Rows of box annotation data
----------
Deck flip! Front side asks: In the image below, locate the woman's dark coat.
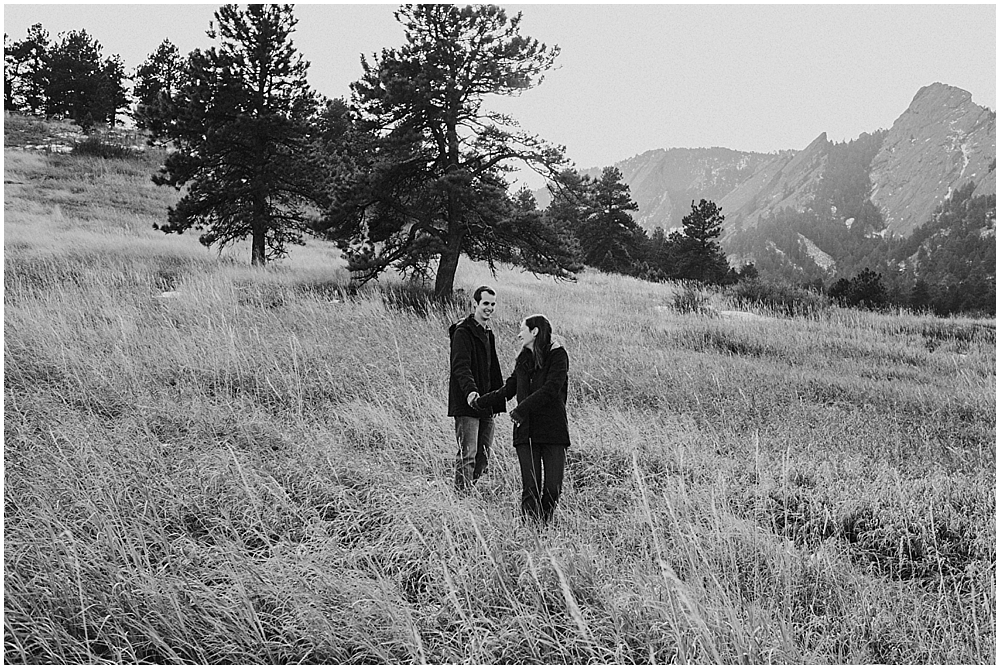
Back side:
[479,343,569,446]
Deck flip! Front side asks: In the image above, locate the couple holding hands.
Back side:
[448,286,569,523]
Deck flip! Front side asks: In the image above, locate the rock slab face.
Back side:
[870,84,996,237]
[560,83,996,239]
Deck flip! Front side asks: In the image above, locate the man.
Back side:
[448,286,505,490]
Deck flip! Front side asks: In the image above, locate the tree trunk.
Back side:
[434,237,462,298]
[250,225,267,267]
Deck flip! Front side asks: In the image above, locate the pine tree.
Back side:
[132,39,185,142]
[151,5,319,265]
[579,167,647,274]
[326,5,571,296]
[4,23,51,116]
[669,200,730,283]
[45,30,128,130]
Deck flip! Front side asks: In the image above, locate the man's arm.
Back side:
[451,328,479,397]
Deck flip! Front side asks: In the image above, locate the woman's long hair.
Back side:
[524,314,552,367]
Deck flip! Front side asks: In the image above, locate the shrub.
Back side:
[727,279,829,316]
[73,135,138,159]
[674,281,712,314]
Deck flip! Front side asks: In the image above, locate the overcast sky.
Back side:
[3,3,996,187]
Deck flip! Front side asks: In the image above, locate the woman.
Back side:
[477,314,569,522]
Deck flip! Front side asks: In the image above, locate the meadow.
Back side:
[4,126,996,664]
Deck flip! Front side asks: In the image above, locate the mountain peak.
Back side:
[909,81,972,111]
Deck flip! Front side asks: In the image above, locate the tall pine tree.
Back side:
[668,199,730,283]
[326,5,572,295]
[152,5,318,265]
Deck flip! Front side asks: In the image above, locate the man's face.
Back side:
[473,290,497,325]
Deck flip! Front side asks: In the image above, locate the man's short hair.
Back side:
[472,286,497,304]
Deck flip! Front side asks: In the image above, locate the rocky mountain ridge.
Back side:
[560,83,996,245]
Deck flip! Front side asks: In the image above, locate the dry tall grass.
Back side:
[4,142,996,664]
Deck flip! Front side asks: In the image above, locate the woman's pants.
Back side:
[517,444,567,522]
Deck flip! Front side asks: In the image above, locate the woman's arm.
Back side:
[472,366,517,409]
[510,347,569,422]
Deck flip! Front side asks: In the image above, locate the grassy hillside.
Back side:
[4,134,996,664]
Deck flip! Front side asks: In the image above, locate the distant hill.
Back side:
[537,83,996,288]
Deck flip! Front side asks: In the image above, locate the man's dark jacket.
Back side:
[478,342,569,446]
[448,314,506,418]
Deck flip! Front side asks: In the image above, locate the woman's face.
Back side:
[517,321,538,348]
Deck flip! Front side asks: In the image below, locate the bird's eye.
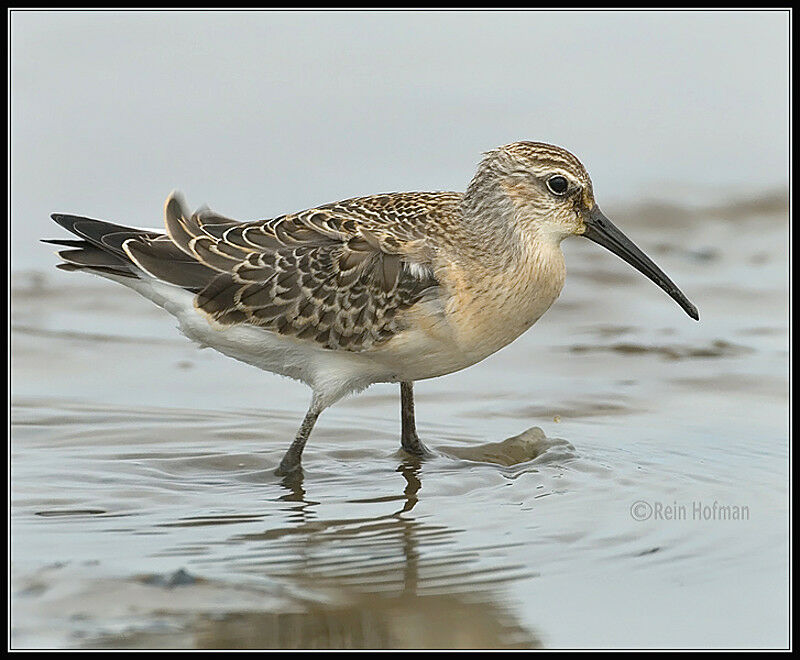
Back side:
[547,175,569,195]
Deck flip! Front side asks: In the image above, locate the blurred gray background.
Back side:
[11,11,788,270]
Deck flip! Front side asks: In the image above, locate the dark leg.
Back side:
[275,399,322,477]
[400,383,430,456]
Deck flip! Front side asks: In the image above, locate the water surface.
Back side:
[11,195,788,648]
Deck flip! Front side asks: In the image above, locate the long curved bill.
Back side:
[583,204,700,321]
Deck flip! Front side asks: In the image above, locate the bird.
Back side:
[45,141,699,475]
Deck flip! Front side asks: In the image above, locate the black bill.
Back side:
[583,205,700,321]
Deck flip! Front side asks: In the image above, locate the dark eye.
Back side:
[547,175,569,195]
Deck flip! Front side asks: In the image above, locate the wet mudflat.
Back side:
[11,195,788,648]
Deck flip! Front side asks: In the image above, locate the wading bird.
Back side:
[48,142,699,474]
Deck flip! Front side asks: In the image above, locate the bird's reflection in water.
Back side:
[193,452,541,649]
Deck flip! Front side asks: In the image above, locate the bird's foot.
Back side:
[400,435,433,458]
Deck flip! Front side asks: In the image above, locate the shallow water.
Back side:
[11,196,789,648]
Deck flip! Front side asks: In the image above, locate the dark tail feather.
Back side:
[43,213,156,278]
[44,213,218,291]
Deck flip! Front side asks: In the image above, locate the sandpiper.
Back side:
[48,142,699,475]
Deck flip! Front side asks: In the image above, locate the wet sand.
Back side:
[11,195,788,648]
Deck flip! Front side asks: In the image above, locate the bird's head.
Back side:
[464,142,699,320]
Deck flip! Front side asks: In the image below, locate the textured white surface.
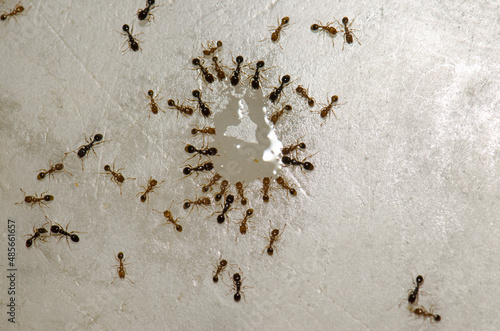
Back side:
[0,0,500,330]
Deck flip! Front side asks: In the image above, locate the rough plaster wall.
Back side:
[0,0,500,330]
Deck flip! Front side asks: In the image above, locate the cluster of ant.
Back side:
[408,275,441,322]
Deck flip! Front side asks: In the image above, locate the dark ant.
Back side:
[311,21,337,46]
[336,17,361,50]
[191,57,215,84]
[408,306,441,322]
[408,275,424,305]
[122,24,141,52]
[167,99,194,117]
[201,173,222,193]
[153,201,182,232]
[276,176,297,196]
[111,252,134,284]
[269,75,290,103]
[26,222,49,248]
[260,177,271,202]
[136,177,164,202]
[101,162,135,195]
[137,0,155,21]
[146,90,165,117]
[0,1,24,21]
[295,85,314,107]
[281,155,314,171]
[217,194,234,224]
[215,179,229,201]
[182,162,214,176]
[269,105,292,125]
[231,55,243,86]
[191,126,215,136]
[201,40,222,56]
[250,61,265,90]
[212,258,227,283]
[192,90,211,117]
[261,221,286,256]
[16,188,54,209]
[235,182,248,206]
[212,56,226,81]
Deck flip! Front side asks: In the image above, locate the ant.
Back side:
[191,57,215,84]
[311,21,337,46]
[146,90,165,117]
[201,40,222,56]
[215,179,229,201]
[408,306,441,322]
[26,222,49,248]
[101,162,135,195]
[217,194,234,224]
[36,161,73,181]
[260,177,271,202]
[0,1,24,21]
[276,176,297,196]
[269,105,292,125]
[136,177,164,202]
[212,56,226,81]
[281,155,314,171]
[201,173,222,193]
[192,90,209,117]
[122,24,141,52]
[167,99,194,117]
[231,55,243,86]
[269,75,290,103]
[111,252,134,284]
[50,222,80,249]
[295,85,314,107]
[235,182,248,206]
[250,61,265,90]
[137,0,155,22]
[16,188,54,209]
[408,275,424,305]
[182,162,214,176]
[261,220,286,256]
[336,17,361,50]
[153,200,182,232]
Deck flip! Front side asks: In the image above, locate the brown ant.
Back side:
----------
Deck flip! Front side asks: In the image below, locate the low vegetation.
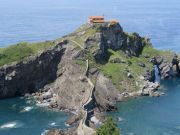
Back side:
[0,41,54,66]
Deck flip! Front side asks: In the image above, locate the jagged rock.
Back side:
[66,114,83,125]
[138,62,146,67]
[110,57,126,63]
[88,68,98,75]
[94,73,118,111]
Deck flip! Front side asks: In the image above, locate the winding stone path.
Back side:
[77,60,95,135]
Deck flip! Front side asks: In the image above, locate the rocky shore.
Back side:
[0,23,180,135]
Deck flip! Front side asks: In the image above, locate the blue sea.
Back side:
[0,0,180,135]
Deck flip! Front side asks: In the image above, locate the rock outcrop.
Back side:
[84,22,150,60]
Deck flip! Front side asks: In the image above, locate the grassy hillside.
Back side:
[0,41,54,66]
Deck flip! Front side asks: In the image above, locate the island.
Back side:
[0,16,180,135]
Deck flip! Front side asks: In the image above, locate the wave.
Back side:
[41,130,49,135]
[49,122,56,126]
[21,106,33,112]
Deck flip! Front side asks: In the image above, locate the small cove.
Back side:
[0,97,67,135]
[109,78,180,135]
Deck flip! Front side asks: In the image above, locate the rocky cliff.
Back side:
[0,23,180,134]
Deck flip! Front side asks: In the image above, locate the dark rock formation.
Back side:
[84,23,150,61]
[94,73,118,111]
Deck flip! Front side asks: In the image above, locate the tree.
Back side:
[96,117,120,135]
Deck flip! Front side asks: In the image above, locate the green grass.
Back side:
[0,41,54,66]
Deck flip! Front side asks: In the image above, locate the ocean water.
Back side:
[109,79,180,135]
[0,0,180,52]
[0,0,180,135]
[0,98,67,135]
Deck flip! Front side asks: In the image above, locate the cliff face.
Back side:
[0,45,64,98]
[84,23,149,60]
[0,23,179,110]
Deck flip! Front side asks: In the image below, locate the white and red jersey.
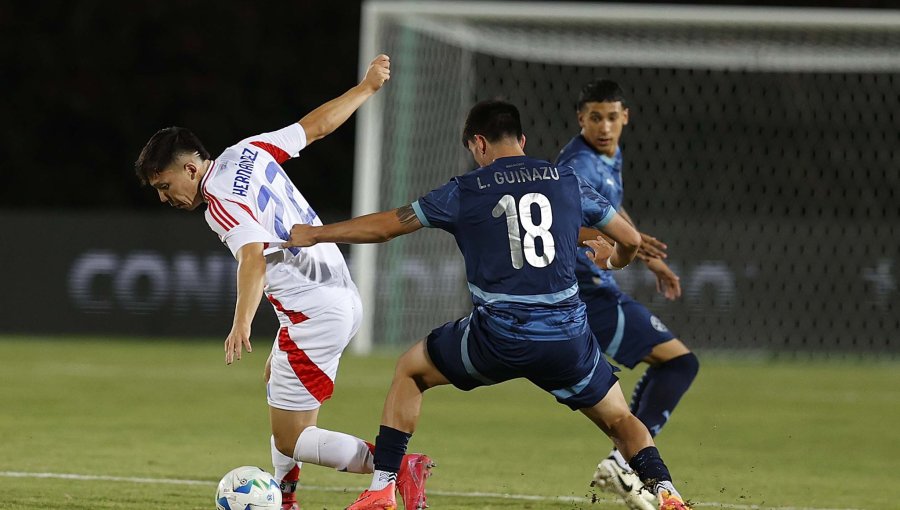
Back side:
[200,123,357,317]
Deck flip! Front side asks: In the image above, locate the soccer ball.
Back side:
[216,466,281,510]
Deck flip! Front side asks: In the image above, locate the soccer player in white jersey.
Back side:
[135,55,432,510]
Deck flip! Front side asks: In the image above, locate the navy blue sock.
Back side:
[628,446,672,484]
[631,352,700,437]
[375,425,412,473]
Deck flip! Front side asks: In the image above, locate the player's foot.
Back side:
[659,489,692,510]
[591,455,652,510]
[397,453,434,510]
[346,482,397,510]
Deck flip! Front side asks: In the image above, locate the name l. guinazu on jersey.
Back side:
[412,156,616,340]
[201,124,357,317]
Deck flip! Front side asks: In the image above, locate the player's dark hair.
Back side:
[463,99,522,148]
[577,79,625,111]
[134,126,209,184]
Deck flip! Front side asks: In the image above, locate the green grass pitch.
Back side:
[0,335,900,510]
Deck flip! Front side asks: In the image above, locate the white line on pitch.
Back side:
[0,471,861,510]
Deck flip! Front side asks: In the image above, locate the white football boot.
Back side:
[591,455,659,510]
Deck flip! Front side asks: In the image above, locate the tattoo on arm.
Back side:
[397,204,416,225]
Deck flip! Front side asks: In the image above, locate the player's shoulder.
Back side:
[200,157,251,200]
----------
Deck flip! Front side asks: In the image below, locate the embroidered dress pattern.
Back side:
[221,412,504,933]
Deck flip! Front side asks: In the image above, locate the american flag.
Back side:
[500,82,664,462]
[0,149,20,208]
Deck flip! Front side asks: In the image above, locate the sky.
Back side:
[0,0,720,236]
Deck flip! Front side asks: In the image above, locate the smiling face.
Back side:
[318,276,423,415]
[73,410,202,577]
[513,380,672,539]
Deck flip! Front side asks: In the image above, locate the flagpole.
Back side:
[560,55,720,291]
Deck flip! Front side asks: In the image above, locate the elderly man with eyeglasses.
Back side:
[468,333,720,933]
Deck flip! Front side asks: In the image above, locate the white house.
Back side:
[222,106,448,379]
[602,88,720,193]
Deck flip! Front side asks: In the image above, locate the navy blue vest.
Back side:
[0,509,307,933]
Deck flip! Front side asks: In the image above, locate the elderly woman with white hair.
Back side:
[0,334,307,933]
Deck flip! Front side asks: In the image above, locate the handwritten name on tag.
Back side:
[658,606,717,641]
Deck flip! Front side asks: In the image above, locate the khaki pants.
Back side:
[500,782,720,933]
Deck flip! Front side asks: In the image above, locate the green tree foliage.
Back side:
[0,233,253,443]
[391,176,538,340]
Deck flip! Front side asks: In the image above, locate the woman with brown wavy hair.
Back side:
----------
*Objective*: Change "couple" to "pair" in the rows starting at the line with "woman's dark coat." and ending at the line with "[448,286,569,523]", keeping everything else as it is. Leave the picture out of your answer.

*Complete output*:
Deck flip! Front side asks: In the image below, locate the woman's dark coat.
Back side:
[479,343,569,446]
Deck flip! Front side asks: In the image above, locate the pair holding hands.
Back side:
[448,286,569,523]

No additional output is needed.